## Task description
Please return each entry that follows exactly as written, and keep the pictures out.

** Opening Data for review block **

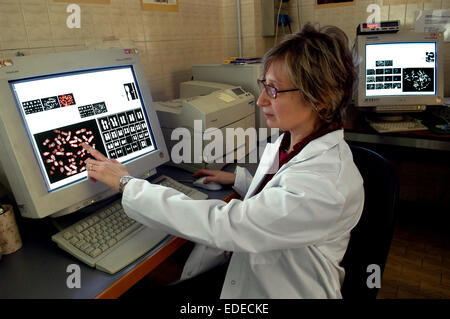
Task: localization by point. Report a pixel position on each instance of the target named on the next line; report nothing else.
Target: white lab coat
(287, 241)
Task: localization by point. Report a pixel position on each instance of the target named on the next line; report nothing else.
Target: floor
(418, 264)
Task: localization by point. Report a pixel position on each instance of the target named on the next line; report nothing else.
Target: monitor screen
(400, 69)
(400, 72)
(100, 107)
(51, 103)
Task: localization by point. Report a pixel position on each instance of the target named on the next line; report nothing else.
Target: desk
(38, 269)
(421, 158)
(358, 130)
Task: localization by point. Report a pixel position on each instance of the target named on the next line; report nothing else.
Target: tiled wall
(202, 31)
(345, 17)
(169, 42)
(348, 17)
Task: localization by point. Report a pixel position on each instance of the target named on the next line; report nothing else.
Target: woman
(290, 231)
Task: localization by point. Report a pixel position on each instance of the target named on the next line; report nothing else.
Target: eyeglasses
(272, 91)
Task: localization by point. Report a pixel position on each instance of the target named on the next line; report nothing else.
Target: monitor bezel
(24, 177)
(409, 102)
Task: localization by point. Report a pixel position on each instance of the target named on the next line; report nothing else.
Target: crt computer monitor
(400, 72)
(51, 103)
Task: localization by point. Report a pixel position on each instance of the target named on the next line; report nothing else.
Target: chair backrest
(370, 240)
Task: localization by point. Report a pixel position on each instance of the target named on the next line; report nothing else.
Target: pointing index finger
(97, 155)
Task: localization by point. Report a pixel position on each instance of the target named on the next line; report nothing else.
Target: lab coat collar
(269, 160)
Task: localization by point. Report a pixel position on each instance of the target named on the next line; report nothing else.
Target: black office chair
(370, 240)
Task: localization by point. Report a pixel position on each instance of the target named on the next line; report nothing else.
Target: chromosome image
(130, 91)
(61, 150)
(66, 99)
(33, 106)
(50, 103)
(124, 133)
(418, 80)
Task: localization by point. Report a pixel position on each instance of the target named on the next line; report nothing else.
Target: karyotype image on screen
(404, 68)
(418, 79)
(61, 151)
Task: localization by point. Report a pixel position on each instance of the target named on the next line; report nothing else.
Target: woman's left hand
(107, 171)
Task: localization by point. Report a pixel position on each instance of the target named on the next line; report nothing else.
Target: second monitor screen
(394, 69)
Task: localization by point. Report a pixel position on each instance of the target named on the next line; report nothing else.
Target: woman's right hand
(221, 177)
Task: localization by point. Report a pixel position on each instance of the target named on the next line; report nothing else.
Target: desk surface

** Closing Data for review block **

## Expected output
Task: localization by point. Report a pixel position on each instance of the target named on the next line; report nothing else.
Target: white lab coat
(287, 241)
Task: localization by point. Report a pixel position on each instance of the target named on the next line; report nothing else.
Target: floor
(418, 264)
Task: localization by point. Report a pixel position on each instance of the target named on the next line; report nothing else.
Target: monitor screen
(400, 69)
(400, 72)
(100, 107)
(51, 103)
Task: localization by point. Report a pixel position on each instance of the target named on the next line; report nothing else.
Target: desk
(38, 269)
(421, 158)
(358, 130)
Task: localization by point. Report a pixel position on each instance of the target named on the next line; report nothing else.
Target: tiled wall
(202, 31)
(345, 17)
(169, 42)
(348, 17)
Task: localization by point. Report a pixel position on each instance of the target named on the next line; report nothing else.
Target: woman
(290, 231)
Task: localization by point. Report a pixel position on each instance of the target named on the next line; report nothing else.
Target: eyeglasses
(272, 91)
Task: localization by point. Report a pixel position on each instance of the target named on the next line; report nothing else.
Target: monitor bezel
(24, 177)
(409, 102)
Task: localization by point. Report a pixel position on each instance of the target named on the next line; report nothing else.
Target: crt computer monitor
(400, 72)
(51, 103)
Task: localization by point. Report a pixel position on each instance of the target named on the next line; report nothing else.
Target: chair backrest
(370, 240)
Task: localization by point. Report a pixel position on each instance of the target named on the next line; report nothing else.
Target: pointing index finger
(97, 155)
Task: localization by point. Report a pixel position on each instance of the target named on the next line; report nothing else.
Target: lab coat collar
(269, 160)
Task: localization by point. Report a pixel position on each instance of the target named on the next line; report nothing else.
Target: black office chair
(370, 240)
Task: localization by point. Report a pixel position on each instance of the target named on the next line; report nothing else.
Target: chromosome image
(130, 91)
(61, 150)
(66, 99)
(33, 106)
(50, 103)
(124, 133)
(418, 80)
Task: localization by point. Report a pixel position on each instance of the target named on the next line; report nothing else.
Target: karyotype image on screen
(404, 68)
(418, 79)
(61, 151)
Task: localization by point. Report a pixel position on each instance of the target named on the next line; report nothing else.
Target: woman's left hand
(107, 171)
Task: localization by point. Report a pixel position on each instance of the target named on the next line; report nothing else.
Target: second monitor screen
(394, 69)
Task: localization by point. Report a pixel position on each instance of the target named on the next line; report nothing else.
Target: woman's right hand
(221, 177)
Task: localization by point. Report a pixel position on each instance of the target named on the next line; report nothing else.
Target: desk surface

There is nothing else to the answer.